**BRIEF**
In the cover crop discussion below, what does the reply say to be sure to do for the best nitrogen fixation from peas?

**DOCUMENT TEXT**

Growing season long cover crop/soil builder

Dave from MN

Well-known Member
looking for recommendations for a soil building cover crop to be planted this spring, terminated in late august, and incorporated with chicken litter, and reseeded to a cover crop to for N fixation, to be seeded into corn the following spring. Very sandy, light, low organic matter soil. Looking for moisture holding biomass, N producing and fixation. I will benefit more $ for $ by not doing a crop of beans this year, and benefiting from the cover crop the following year in corn. Goal is to have this farm go into a continuous No till/ cover cropped, field.
 
Here in the dirty south we use sorghum/sudangrass for poor dirt to build organic matter. It puts off less organics than corn but is not nearly as demanding of the soil as corn. It is very drought tolerant and is forgiving of low soil pH. Just give it a little dose of Nitrogen and some heat and it will grow. Being grown as a cover crop it could be terminated at any point in the life cycle.

It will produce quite a bit of residue (it can grow upwards of 10 ft. tall which could be a little tough to manage as you plant your winter legume but then again if it didn't produce a good deal of residue it wouldn't be adding organic matter..

We have used this strategy before. We planted the sorghum/sudan, let it grow to 8-10 ft tall then used the rotary cutter to shred it then worked the ground deep with a heavy disk to incorporate the stubble to be able to overseed for the winter.
 
I just realized that I misread your desire. I thought you were wanting a residue producing crop for the summer then following it with a legume.

Cancel the sorghum and head for the peas. Be sure to inoculate for best N fixation. They wont create nearly as much mass but they will produce your needed N.

**GIVEN DATA**
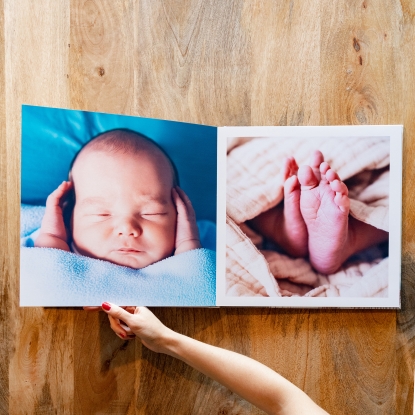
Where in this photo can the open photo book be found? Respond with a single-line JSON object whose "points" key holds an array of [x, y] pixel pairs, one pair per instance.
{"points": [[140, 211]]}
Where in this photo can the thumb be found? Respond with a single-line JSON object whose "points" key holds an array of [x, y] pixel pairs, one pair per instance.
{"points": [[117, 312]]}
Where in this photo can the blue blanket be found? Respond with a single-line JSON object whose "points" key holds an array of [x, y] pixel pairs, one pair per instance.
{"points": [[52, 277]]}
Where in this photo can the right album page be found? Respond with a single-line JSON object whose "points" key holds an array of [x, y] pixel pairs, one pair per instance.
{"points": [[309, 216]]}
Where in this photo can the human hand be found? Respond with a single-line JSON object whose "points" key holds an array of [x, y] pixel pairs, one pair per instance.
{"points": [[52, 231], [129, 322], [187, 234]]}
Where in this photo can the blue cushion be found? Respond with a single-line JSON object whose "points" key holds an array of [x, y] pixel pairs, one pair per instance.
{"points": [[51, 137]]}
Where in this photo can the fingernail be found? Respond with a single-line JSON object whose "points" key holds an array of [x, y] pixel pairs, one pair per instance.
{"points": [[106, 306]]}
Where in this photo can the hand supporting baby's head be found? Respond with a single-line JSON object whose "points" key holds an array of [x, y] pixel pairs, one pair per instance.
{"points": [[127, 208]]}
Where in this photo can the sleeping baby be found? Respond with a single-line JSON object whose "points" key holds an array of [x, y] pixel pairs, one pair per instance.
{"points": [[127, 207]]}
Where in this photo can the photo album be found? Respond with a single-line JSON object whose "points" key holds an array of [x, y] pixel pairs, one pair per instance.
{"points": [[141, 211]]}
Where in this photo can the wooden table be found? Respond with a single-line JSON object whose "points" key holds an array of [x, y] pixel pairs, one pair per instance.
{"points": [[229, 62]]}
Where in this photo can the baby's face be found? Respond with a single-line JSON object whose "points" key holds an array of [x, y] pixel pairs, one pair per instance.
{"points": [[124, 211]]}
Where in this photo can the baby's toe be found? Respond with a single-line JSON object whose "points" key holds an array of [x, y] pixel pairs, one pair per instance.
{"points": [[332, 175], [342, 201], [290, 185], [316, 159], [307, 178], [339, 187], [324, 167]]}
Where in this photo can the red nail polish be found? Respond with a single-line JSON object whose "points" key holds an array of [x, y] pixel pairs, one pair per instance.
{"points": [[106, 306]]}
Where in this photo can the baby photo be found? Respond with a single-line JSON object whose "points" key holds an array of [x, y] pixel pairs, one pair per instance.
{"points": [[125, 215], [309, 217]]}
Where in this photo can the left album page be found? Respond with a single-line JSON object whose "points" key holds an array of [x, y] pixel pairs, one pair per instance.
{"points": [[116, 208]]}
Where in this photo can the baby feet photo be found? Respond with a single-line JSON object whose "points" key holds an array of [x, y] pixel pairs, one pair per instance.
{"points": [[318, 211]]}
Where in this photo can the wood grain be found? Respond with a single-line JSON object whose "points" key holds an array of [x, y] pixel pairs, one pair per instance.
{"points": [[220, 63], [4, 279]]}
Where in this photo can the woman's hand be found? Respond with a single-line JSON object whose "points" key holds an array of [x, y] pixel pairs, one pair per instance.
{"points": [[130, 322]]}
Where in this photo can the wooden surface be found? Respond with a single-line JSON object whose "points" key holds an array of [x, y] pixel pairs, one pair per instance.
{"points": [[217, 62]]}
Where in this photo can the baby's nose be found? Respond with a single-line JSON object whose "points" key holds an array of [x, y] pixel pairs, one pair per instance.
{"points": [[128, 227]]}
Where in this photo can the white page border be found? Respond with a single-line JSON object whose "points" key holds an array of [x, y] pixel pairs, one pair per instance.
{"points": [[395, 132]]}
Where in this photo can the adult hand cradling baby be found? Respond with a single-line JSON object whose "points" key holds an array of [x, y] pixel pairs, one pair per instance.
{"points": [[53, 231]]}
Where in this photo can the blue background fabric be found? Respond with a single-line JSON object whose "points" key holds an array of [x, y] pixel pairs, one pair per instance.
{"points": [[56, 278], [52, 136]]}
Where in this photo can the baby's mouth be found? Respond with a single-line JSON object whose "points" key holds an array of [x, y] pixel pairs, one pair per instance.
{"points": [[128, 250]]}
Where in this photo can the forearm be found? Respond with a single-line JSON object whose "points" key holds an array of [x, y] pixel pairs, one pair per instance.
{"points": [[248, 378], [46, 240]]}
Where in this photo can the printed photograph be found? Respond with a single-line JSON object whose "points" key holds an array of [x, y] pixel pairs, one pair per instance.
{"points": [[309, 217], [116, 207]]}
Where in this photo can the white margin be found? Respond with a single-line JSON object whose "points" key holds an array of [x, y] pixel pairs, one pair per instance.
{"points": [[395, 132]]}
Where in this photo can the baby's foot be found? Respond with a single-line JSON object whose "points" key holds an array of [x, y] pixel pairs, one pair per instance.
{"points": [[293, 226], [324, 206]]}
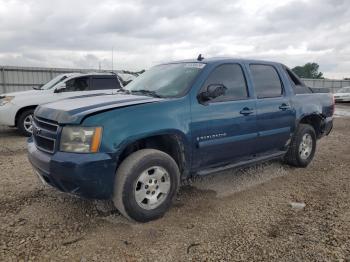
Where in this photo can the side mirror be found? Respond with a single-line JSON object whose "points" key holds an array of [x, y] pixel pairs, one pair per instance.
{"points": [[213, 91], [60, 87]]}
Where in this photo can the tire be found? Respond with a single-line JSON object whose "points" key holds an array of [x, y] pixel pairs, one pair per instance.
{"points": [[22, 122], [297, 154], [137, 179]]}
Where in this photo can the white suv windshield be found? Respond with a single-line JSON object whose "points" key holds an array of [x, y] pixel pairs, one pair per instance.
{"points": [[169, 80], [53, 82], [344, 90]]}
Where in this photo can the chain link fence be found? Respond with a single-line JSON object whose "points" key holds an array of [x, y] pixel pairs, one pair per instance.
{"points": [[13, 78]]}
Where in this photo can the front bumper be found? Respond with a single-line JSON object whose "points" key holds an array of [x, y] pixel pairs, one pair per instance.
{"points": [[86, 175]]}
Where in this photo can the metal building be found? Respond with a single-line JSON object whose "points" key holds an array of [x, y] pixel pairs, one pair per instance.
{"points": [[13, 78]]}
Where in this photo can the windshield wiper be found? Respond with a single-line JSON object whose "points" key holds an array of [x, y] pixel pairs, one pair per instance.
{"points": [[147, 93]]}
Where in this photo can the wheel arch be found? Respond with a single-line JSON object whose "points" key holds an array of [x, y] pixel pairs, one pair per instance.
{"points": [[315, 120], [172, 142]]}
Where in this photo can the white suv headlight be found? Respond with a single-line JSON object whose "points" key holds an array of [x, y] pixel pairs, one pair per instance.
{"points": [[80, 139], [5, 99]]}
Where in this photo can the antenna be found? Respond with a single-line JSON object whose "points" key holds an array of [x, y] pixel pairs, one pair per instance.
{"points": [[200, 57]]}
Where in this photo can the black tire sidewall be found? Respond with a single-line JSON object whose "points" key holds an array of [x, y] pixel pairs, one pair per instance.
{"points": [[306, 129], [131, 207], [20, 124]]}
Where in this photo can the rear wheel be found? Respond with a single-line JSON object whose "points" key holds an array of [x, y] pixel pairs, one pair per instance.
{"points": [[303, 146], [24, 122], [145, 185]]}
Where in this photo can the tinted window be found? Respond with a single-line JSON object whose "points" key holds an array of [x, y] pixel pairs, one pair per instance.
{"points": [[266, 81], [77, 84], [104, 83], [298, 86], [231, 76]]}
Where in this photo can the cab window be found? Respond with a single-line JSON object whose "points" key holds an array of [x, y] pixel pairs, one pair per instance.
{"points": [[232, 77]]}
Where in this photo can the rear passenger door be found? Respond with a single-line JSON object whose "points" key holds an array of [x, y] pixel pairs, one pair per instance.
{"points": [[275, 116], [224, 128]]}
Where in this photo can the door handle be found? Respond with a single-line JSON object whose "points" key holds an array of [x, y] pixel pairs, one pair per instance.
{"points": [[284, 107], [246, 111]]}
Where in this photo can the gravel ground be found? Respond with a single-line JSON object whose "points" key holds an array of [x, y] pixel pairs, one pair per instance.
{"points": [[236, 215]]}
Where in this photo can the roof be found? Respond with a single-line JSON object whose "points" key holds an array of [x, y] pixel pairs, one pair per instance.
{"points": [[222, 59]]}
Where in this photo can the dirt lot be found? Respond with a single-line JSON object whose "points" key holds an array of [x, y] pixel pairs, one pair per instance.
{"points": [[236, 215]]}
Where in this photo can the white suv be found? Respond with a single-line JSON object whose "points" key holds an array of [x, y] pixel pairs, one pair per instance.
{"points": [[16, 109]]}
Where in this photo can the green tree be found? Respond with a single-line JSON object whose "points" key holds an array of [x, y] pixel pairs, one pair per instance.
{"points": [[309, 70]]}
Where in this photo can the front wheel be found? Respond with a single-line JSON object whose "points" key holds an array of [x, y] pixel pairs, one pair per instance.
{"points": [[145, 185], [303, 146]]}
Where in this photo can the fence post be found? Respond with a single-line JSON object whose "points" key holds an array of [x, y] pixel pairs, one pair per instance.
{"points": [[4, 89]]}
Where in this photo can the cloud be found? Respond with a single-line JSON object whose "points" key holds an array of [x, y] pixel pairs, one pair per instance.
{"points": [[143, 33]]}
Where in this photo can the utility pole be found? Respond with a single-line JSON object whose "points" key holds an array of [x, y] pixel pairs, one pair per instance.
{"points": [[112, 58]]}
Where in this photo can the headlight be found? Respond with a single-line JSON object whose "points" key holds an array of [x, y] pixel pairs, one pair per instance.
{"points": [[5, 99], [80, 139]]}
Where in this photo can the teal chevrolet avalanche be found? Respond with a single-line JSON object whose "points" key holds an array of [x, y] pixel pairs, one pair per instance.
{"points": [[177, 120]]}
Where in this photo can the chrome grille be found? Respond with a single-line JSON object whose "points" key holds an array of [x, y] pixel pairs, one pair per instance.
{"points": [[45, 134]]}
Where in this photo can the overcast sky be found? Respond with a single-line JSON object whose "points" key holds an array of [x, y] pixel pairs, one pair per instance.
{"points": [[81, 34]]}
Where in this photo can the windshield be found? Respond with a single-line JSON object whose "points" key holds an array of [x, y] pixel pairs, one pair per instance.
{"points": [[170, 80], [344, 90], [53, 82]]}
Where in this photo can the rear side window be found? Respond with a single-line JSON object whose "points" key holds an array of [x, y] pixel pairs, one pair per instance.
{"points": [[104, 83], [266, 81], [231, 76], [298, 86]]}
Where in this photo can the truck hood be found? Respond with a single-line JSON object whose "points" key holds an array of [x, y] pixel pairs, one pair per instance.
{"points": [[73, 110], [24, 93]]}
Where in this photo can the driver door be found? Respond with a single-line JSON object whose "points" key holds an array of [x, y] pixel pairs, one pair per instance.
{"points": [[224, 128]]}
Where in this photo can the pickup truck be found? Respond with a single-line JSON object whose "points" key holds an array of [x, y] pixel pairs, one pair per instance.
{"points": [[16, 109], [177, 120]]}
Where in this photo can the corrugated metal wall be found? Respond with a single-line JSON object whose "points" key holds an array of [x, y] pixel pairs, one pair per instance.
{"points": [[332, 84], [13, 78]]}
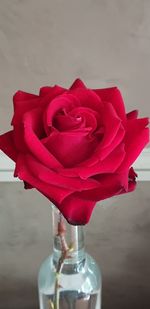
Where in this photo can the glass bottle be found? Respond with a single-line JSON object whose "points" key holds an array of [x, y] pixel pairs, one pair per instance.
{"points": [[69, 278]]}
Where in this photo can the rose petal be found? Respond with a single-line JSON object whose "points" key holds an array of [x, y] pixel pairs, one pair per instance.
{"points": [[35, 146], [109, 165], [137, 137], [132, 115], [71, 147], [50, 177], [7, 145], [87, 98], [53, 193], [109, 185], [51, 91], [78, 83], [113, 95], [23, 102], [62, 102], [111, 124]]}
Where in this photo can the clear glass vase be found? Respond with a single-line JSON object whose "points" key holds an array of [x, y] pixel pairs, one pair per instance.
{"points": [[69, 278]]}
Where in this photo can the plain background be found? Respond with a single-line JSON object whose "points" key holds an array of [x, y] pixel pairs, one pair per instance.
{"points": [[105, 43]]}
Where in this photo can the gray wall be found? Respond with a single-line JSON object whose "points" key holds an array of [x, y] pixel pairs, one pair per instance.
{"points": [[105, 42], [47, 42]]}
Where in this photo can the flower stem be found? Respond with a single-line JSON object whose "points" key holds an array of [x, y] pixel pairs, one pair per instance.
{"points": [[65, 249]]}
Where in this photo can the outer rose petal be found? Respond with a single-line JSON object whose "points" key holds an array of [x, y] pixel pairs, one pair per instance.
{"points": [[77, 207], [87, 98], [111, 124], [109, 165], [78, 83], [132, 115], [48, 176], [51, 91], [53, 193], [137, 137], [7, 145], [35, 146], [113, 95], [23, 102]]}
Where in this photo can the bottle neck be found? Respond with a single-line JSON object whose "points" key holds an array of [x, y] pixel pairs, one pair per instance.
{"points": [[68, 240]]}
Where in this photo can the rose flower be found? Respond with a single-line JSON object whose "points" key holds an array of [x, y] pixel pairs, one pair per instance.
{"points": [[76, 146]]}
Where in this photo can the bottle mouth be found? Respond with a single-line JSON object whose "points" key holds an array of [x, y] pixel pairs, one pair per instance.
{"points": [[71, 265]]}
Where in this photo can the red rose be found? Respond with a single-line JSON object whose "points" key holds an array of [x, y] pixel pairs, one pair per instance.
{"points": [[76, 145]]}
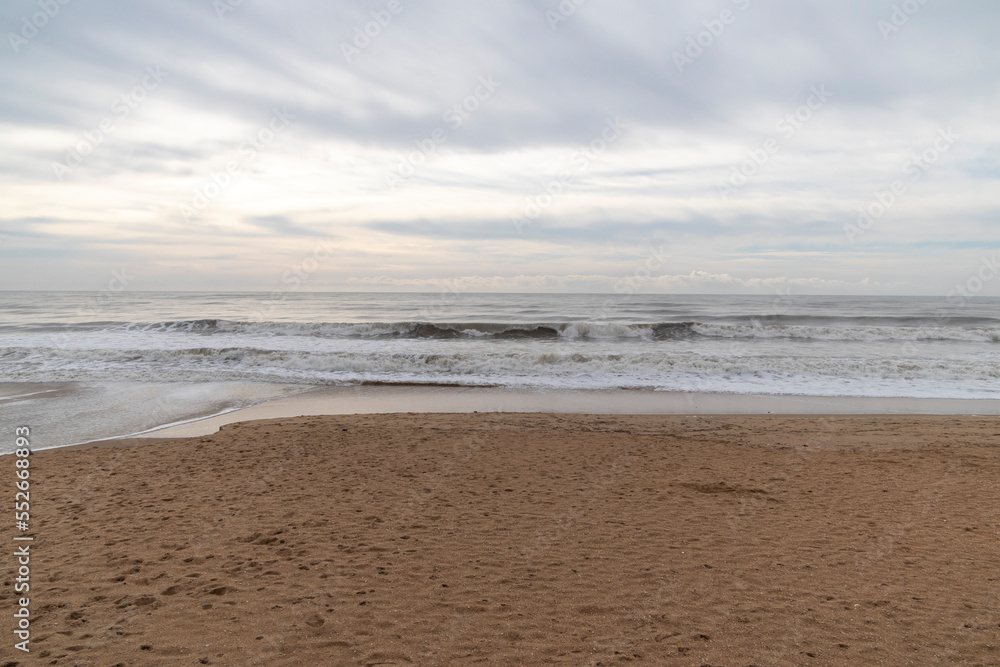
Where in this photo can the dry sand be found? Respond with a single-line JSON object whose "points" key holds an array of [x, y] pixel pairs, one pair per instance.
{"points": [[522, 539]]}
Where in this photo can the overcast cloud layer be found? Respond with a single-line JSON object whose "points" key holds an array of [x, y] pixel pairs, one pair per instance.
{"points": [[222, 145]]}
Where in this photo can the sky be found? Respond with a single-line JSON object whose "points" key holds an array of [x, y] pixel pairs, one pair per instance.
{"points": [[722, 146]]}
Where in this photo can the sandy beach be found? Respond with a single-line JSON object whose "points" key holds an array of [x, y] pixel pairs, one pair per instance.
{"points": [[437, 539]]}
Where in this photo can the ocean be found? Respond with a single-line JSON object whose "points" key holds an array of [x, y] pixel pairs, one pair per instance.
{"points": [[216, 351]]}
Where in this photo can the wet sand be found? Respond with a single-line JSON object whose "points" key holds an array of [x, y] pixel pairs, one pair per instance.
{"points": [[442, 539]]}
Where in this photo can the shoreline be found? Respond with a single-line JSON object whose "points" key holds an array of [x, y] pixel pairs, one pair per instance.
{"points": [[392, 399], [205, 408], [524, 538]]}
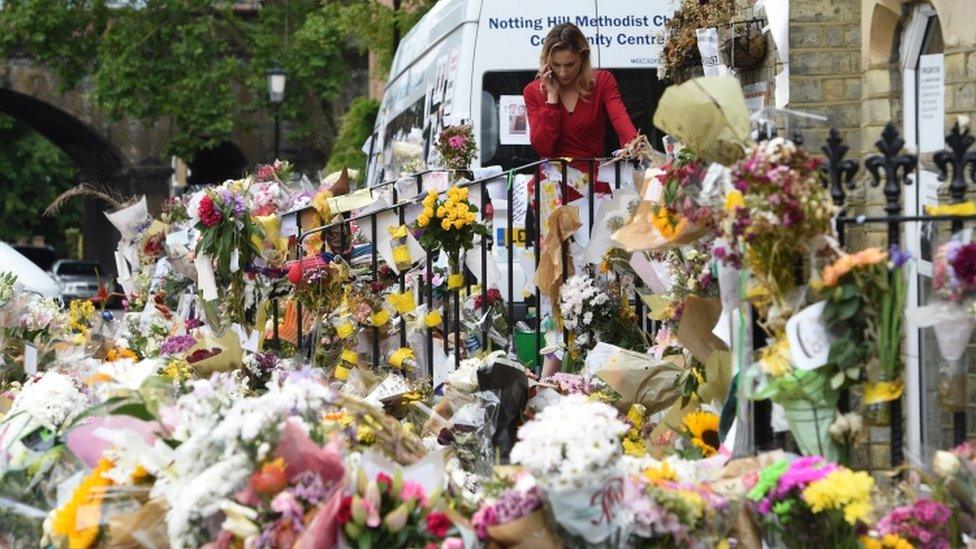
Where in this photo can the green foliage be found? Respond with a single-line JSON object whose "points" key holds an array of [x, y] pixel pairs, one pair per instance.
{"points": [[357, 126], [33, 171], [198, 65]]}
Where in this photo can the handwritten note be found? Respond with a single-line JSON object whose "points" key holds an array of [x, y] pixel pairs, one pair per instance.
{"points": [[808, 337]]}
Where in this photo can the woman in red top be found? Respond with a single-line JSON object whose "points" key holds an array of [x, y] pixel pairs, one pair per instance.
{"points": [[569, 103], [568, 106]]}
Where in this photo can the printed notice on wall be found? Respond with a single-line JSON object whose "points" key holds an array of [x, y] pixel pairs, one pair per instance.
{"points": [[513, 121], [931, 103], [755, 95]]}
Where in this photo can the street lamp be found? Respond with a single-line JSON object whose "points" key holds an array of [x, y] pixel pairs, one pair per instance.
{"points": [[276, 94]]}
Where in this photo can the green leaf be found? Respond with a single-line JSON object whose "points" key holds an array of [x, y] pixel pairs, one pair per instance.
{"points": [[848, 309], [136, 410], [837, 380]]}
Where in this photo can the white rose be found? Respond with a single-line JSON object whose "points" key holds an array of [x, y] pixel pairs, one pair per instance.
{"points": [[945, 464]]}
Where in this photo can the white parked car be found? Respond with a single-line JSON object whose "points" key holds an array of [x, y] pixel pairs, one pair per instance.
{"points": [[30, 277]]}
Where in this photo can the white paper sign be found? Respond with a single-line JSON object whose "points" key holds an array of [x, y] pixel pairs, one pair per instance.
{"points": [[783, 88], [30, 359], [248, 338], [708, 47], [126, 219], [393, 385], [121, 265], [778, 15], [931, 103], [205, 277], [808, 337], [755, 95], [655, 274], [513, 120], [472, 259]]}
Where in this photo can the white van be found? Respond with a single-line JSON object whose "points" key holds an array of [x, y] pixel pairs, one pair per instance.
{"points": [[469, 60], [466, 58]]}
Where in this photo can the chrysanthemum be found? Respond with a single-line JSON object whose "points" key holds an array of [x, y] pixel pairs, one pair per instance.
{"points": [[703, 428]]}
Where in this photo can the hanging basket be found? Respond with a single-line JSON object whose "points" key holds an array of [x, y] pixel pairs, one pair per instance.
{"points": [[746, 48]]}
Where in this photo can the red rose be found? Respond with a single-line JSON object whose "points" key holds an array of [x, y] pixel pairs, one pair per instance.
{"points": [[208, 213], [384, 480], [270, 479], [438, 524], [345, 510]]}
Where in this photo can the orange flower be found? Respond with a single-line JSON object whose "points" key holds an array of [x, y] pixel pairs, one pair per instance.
{"points": [[661, 220], [78, 520], [843, 265], [870, 256], [118, 354], [270, 479]]}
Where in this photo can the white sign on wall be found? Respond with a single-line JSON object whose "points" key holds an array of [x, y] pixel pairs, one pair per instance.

**SOLUTION FOR THIS TASK**
Inoculate them.